##### Document segment

AIs, Assemble! | Introducing Agentic Consensus
How we make multiple AIs work together to cut our manual review process by 95%
At FreeStand, empathy is one of the most core values. We are an emotional bunch. We whoop at every win and lament at every loss. This ability to just feel, is what I believe leads my co-founders to sense the pains of today which might become the torments of tomorrow for our clients. This has led FreeStand to develop some amazing solutions for our clients. One of such recent discoveries was the problem of consumers trying to claim multiple samples of our clients’ brands from the same address - the address duplication problem.
We had the basic checks in place to identify strictly duplicate addresses but since Indian consumers are crafty, many of them could bypass them by using what I call - linguistic tricks.
One such instance is, we have had consumers trying to claim samples by giving
7-A, ABC Street, City Name, State Name, Pincode
andVII-A, ABC Street, City Name, State Name, Pincode
as their addresses.
Upon review, such addresses would have to be marked as duplicate and we would dispatch a sample for one of them. We receive thousands of sample claims daily, creating a review hell for anyone verifying addresses before processing them for delivery. As a startup, every resource at hand is super valuable. And time, is one of the most paramount amongst them. Every moment that is spent not creating value by even one members incurs a significant cost on all others. With our regular volumes, this would take about 8 hours on a daily basis. On days of increased volumes, the process would go upto 12 hours at times as well.

##########

Using the FreeStand post above, say yes or no to whether each statement agrees with it, and quote the exact words that decide it. (a) At regular volumes, address review takes about 8 hours a day. (b) The existing basic checks stopped consumers who used linguistic tricks. (c) Once addresses are marked duplicate, no sample is sent to any of them. The listing that comes next is from a separate source and has no connection to the FreeStand post.

##### Listed records

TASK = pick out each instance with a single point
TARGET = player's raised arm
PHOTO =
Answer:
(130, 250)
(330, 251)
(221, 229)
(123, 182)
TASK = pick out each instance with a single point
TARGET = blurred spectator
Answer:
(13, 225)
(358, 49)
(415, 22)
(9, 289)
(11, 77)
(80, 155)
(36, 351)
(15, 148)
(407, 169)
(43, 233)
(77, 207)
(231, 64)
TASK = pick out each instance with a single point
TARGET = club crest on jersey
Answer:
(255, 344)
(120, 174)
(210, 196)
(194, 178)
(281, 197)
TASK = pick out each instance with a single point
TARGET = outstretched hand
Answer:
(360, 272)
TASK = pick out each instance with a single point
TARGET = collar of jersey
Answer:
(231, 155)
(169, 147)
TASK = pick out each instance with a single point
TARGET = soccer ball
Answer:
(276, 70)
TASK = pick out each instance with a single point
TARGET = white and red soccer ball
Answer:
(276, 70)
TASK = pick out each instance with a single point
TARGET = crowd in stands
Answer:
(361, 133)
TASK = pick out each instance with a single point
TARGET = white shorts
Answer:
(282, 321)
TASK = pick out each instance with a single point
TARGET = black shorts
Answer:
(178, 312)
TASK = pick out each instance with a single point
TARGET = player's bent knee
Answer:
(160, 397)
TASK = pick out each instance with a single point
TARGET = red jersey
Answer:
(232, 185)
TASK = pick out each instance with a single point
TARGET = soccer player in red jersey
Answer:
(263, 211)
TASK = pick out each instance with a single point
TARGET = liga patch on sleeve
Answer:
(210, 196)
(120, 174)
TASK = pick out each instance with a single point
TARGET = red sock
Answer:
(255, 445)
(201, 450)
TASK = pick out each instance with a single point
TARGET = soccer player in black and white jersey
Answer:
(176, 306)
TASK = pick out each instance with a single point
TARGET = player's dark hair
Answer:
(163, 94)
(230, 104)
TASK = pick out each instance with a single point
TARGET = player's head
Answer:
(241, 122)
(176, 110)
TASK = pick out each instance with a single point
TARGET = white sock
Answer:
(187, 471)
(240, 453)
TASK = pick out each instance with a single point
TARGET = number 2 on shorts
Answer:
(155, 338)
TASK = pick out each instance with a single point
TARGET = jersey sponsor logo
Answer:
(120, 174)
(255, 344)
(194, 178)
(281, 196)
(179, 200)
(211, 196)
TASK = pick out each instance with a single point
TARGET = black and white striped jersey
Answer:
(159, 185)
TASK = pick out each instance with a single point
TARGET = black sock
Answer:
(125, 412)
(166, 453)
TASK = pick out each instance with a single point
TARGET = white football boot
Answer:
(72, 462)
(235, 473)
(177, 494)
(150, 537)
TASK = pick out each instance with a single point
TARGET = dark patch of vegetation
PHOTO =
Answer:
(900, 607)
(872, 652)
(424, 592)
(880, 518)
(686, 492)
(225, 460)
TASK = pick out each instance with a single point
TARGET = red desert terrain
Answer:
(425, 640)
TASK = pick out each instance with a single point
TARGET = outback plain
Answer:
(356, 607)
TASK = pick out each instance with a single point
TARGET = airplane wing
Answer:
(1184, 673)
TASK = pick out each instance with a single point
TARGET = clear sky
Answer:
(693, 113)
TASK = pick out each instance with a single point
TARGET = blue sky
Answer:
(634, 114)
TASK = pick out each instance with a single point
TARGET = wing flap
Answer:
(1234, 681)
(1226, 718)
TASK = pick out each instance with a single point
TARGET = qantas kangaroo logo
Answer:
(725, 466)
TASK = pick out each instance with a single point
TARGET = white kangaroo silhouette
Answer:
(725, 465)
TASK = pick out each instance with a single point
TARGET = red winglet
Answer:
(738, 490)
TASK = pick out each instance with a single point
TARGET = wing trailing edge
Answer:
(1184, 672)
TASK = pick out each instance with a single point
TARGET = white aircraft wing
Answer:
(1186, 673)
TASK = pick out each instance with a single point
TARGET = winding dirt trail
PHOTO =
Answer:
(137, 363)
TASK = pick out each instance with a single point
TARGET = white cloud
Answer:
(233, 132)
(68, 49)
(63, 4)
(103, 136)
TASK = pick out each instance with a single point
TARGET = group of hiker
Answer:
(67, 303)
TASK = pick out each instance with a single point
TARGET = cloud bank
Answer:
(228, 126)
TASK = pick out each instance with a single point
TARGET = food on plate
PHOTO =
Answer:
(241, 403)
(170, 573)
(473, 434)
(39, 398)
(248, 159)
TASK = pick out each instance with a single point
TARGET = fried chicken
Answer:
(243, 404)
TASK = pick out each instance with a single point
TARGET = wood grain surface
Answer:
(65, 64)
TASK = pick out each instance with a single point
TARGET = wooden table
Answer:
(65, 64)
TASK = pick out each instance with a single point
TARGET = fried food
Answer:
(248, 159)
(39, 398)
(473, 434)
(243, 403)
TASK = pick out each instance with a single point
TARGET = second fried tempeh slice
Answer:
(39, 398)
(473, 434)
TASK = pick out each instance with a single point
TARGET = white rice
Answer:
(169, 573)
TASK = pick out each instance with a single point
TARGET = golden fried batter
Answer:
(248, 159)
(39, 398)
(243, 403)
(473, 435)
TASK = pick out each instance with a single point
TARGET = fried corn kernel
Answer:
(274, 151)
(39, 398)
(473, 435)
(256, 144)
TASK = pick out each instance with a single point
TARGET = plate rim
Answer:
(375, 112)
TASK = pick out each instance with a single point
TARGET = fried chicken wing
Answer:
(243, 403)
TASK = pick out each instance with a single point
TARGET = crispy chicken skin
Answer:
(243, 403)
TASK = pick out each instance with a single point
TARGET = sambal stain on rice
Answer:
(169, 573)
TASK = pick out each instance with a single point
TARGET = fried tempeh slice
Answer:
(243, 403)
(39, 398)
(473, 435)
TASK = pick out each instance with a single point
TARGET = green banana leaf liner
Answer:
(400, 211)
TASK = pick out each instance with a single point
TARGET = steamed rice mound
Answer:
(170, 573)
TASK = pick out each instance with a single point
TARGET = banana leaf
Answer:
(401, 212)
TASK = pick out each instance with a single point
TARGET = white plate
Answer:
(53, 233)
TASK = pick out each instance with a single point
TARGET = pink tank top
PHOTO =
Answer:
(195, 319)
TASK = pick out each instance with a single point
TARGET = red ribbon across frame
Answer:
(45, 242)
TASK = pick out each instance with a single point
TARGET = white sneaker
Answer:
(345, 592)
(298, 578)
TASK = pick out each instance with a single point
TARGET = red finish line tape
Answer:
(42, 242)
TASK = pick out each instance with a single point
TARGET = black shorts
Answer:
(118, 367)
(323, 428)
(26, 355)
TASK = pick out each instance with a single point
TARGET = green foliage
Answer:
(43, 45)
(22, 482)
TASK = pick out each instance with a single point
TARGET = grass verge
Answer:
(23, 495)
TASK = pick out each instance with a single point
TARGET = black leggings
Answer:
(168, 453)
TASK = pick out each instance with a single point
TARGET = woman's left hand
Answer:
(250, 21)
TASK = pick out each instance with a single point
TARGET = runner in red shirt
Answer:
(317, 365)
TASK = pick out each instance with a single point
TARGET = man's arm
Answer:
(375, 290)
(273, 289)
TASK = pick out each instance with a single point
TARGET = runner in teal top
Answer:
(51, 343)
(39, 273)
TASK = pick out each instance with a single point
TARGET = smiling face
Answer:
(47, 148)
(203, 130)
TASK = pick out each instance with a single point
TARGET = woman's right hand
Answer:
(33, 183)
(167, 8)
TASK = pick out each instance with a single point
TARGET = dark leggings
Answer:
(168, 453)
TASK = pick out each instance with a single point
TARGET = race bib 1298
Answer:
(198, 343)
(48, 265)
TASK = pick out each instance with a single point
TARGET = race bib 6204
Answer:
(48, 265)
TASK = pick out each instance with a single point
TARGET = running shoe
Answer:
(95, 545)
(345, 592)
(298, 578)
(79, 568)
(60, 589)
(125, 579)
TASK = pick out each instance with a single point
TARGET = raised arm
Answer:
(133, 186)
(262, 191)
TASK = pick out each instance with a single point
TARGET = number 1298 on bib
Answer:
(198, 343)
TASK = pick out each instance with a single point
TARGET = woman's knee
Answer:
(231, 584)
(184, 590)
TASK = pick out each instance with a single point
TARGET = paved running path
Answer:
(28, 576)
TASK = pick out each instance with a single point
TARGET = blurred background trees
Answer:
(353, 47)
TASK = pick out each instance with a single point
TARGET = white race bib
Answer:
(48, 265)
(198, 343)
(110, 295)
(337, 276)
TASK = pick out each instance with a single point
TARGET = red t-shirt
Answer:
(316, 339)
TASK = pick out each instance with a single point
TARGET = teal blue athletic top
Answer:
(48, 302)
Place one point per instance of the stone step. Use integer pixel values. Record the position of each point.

##########

→ Problem solution
(a) Yes: "With our regular volumes, this would take about 8 hours on a daily basis."
(b) No: "many of them could bypass them by using what I call - linguistic tricks."
(c) No: "such addresses would have to be marked as duplicate and we would dispatch a sample for one of them."